### PAGE EXTRACT

((

That must've been very interesting. Are they one of the forms of western monasticism which adhere to a vow of silence? Forgive me, but I can't remember which ones do and which don't. (And monasteries are generally fairly quiet anyway.)

The audience we’re addressing aren’t Copts. Nor have their parents subscribed to its teachings. You are glimpsing this from your perspective and that’s understandable.

Of course. The point is not to make everyone be Coptic people. I didn't magically become an Egyptian when I joined the Coptic Orthodox Church either, but if they can get something from the teachings anyway, then who really cares? Neither were all of the desert fathers or for that matter even the 'Coptic' popes ethnic Egyptians (consider Abba John the Persian, the great Roman fathers like Abba Arsanios, Abba Maximos, etc.), because that doesn't matter at all. Orthodoxy is Orthodoxy, whether you want to present it that explicitly or not. I believe everyone can benefit from a daily prayer rule, and this is the one of my particular Church and tradition.

But the likelihood the information was presented from a Coptic vantage point is slim at best. In your world it means one thing but that may not mirror the wider application. That’s the crux of the issue.

Again, everyone can benefit from a daily prayer rule, even more so than these children could benefit from contentless meditation. With respect, I think you may be making more than I intended of the form. The Coptic practice of chanting or praying the Agpeya is but one ancient form of Christian prayer which encourages mindfulness. There are certainly others:

Benedictine

Indian Orthodox Syrian

Syriac Orthodox (Mesopotamian -- Iraq, Turkey, Syria, etc.)

Etc.

And all of these are fully adaptable and adapted to the local languages and cultures to the extent that they thus far have been so adapted (e.g., Syriac prayers in Malayalam in the Indian case, or Coptic prayers in Spanish for the Bolivian Coptic Church, etc.), as Christianity has always striven to be. So again, the matter is not the form (all of these just come in particular forms precisely because of their adaptation by people in particular places and times; if Westerners don't have their own forms then it's just because they've forgotten them -- it's not like St. John Cassian or Benedict of Nursia cease having ever existed because modern day Westerners would rather watch Netflix than pray or something), so much as presenting deeply rooted and meaningful Christian alternatives to contentless, generically "Eastern" or "New Age" meditation, so that conservative Christians don't have to freak out about it, since they'd know that Christianity has both mindfulness and content, in every place it has ever gone and among every people.

))

### PROBLEMS AND TASKS
**a.** Translate this sentence from the discussion of Christian prayer into Spanish: "Orthodoxy is Orthodoxy, whether you want to present it that explicitly or not."
**b.** In the discussion of Christian prayer, which church does the writer say they joined?
**c.** Write out the discussion of Christian prayer word for word, from "That must've been" up to and including "fairly quiet anyway.)".
None of the data is needed.

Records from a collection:
((

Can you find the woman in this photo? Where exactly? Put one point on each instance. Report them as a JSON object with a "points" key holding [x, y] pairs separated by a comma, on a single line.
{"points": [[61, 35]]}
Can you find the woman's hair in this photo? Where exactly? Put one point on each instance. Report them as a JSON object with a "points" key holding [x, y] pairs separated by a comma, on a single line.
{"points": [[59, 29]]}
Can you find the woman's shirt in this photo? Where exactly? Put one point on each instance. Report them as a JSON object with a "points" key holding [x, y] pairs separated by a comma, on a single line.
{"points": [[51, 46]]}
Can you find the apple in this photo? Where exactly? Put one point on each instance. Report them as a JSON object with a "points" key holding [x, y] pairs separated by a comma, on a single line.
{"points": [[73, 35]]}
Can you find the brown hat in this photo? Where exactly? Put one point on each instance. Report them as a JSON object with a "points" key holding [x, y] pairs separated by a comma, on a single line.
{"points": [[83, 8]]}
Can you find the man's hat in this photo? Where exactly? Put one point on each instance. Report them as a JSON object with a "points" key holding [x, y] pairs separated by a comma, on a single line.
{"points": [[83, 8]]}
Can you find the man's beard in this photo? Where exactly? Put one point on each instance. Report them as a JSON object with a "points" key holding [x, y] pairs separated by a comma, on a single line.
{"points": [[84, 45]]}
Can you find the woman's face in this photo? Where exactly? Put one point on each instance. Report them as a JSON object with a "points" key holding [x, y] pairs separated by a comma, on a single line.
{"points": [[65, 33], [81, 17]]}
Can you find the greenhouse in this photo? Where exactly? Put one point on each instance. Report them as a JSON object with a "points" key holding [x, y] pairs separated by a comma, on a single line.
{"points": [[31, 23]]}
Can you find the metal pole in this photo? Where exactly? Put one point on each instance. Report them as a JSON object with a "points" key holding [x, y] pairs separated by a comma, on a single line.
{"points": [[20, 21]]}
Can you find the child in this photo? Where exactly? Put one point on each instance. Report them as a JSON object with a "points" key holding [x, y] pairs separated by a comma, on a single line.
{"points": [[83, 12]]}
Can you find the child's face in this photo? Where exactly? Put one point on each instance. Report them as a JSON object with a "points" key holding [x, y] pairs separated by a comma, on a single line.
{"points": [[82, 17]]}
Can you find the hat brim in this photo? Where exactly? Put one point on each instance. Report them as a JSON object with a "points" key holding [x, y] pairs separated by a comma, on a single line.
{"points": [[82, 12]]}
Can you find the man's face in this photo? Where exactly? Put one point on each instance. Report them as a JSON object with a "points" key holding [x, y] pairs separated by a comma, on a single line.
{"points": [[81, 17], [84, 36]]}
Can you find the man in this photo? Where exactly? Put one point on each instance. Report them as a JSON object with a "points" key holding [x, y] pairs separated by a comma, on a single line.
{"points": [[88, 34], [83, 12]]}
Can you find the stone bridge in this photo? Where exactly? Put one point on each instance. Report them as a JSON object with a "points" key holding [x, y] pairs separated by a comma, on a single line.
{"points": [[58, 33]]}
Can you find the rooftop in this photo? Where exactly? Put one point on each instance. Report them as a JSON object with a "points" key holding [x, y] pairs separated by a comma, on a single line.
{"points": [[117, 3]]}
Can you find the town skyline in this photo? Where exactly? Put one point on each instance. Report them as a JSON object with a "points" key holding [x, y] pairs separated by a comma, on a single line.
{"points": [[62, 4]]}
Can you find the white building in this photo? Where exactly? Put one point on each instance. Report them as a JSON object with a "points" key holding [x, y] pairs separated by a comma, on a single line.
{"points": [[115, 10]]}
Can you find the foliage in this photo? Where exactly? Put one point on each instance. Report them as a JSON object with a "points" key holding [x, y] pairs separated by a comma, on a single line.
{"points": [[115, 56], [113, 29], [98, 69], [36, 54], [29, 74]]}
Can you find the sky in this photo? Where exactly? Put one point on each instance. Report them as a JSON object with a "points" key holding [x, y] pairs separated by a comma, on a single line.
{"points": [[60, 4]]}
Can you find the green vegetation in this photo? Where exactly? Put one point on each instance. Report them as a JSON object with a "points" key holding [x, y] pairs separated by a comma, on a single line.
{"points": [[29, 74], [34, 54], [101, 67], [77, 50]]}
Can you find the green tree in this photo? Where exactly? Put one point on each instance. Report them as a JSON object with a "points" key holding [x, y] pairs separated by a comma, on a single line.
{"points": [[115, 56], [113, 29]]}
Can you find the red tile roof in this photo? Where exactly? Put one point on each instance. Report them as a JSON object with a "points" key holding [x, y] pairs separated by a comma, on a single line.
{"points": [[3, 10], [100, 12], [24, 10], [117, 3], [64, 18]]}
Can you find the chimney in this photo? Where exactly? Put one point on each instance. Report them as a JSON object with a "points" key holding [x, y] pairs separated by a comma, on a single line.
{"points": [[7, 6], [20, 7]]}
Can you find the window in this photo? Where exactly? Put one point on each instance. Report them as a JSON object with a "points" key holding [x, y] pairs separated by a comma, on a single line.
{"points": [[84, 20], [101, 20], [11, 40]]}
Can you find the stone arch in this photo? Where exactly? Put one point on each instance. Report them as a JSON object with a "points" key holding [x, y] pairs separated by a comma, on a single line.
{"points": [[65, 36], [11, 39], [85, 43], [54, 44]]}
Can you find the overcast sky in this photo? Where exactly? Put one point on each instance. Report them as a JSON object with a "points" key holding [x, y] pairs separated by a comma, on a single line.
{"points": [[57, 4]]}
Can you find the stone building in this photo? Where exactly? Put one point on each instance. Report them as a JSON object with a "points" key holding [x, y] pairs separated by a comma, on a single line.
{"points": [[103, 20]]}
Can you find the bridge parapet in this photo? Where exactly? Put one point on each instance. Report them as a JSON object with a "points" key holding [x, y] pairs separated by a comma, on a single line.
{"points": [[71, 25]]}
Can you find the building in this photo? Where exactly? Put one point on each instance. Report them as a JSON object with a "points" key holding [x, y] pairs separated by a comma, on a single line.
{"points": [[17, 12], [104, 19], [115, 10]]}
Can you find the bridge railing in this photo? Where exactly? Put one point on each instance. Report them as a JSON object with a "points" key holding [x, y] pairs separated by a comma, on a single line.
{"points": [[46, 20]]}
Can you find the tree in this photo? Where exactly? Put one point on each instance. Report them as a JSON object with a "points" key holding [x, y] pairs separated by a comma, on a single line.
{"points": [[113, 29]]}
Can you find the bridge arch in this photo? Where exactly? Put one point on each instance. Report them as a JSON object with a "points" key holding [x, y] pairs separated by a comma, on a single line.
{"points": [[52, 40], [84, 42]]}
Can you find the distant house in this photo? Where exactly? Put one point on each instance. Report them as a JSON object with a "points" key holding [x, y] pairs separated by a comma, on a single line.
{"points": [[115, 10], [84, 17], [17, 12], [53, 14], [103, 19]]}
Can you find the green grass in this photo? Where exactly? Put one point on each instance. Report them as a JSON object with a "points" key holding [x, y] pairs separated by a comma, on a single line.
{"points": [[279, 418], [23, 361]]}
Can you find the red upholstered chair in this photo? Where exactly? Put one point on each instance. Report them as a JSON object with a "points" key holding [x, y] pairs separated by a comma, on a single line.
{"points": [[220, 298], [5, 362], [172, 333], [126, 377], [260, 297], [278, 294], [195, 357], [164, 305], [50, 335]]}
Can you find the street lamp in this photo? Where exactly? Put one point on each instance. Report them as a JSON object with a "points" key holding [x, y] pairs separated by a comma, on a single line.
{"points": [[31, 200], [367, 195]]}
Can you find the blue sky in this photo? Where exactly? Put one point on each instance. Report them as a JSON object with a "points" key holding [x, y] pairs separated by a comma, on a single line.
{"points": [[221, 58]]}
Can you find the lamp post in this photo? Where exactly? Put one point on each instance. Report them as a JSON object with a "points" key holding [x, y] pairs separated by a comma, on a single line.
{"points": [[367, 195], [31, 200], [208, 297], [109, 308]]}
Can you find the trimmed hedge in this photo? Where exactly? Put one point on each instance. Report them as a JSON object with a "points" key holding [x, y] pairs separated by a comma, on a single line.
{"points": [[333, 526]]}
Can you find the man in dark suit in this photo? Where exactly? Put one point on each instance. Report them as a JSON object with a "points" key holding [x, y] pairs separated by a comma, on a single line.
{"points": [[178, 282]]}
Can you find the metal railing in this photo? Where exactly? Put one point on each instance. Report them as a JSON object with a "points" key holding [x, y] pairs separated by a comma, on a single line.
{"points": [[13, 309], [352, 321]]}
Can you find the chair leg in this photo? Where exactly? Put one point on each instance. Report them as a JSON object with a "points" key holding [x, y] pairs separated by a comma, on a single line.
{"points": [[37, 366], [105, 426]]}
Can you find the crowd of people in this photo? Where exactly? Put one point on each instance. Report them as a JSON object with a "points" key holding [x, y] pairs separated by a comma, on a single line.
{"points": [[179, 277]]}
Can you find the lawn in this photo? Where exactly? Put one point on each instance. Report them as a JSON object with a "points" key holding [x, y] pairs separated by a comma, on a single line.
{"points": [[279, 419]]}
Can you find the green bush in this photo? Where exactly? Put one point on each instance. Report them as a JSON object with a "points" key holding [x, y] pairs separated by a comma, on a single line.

))

### WORKED ANSWERS
**a.** La ortodoxia es la ortodoxia, tanto si quieres presentarla de forma tan explícita como si no.

**b.** The Coptic Orthodox Church.

**c.**
That must've been very interesting. Are they one of the forms of western monasticism which adhere to a vow of silence? Forgive me, but I can't remember which ones do and which don't. (And monasteries are generally fairly quiet anyway.)